## BEGIN Records for processing
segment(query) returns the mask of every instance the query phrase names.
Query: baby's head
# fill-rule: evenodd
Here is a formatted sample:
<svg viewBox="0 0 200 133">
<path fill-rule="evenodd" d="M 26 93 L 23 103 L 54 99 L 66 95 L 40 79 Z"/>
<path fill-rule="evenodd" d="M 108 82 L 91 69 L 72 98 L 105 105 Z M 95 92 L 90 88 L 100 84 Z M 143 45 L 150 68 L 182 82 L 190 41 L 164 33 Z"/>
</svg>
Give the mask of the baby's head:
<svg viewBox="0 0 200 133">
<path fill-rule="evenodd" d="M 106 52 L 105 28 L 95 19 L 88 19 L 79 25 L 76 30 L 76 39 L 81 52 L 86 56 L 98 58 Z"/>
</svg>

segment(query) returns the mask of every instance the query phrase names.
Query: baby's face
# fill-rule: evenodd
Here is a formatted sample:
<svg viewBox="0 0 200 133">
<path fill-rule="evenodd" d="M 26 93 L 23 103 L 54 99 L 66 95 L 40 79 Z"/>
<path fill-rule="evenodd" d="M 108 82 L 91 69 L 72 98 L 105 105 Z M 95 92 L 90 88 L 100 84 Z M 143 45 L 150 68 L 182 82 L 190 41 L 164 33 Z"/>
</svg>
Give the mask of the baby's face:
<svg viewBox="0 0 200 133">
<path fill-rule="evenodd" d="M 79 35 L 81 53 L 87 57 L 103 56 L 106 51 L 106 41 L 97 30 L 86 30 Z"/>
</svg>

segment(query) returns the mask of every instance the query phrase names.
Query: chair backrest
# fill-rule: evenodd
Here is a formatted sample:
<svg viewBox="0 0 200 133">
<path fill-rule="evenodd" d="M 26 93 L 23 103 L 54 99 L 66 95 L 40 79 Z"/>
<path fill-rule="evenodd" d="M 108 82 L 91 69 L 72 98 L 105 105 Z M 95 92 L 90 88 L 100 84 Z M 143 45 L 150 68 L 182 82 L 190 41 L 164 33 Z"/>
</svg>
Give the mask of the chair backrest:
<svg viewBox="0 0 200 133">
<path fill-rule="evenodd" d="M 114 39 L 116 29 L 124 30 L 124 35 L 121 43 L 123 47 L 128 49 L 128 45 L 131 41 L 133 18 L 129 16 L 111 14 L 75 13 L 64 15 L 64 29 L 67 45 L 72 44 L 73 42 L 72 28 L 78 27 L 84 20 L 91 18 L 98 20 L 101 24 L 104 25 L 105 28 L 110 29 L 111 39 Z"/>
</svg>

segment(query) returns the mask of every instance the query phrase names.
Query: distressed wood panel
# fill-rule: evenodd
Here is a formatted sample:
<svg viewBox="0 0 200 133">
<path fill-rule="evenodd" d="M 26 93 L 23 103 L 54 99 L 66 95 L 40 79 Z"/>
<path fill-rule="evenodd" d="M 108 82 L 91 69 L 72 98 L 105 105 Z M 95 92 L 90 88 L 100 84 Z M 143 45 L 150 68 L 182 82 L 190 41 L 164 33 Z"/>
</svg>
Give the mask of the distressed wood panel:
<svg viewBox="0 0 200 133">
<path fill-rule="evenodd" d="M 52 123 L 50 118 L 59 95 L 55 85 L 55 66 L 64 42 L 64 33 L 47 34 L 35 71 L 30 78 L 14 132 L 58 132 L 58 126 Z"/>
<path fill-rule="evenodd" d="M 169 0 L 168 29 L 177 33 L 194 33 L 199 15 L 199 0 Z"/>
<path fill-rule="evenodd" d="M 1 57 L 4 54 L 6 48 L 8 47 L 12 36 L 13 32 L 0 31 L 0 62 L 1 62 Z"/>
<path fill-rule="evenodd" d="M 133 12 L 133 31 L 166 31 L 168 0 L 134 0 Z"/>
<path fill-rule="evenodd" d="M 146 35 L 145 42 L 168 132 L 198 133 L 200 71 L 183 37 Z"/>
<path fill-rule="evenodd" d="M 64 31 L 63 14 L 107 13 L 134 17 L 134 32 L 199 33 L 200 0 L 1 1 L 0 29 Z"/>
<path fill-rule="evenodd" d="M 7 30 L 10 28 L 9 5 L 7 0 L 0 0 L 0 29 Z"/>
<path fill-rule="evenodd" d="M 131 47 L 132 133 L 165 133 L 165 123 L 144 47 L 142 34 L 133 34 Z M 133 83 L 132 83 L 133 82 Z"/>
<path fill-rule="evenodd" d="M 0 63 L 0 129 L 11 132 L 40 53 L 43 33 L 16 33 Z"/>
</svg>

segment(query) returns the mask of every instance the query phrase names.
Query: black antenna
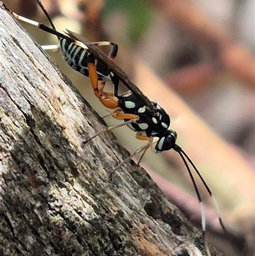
## END Records for processing
[Task]:
Gather every line of the data above that contains the string "chair".

[Response]:
Query: chair backrest
Give the mask of the chair backrest:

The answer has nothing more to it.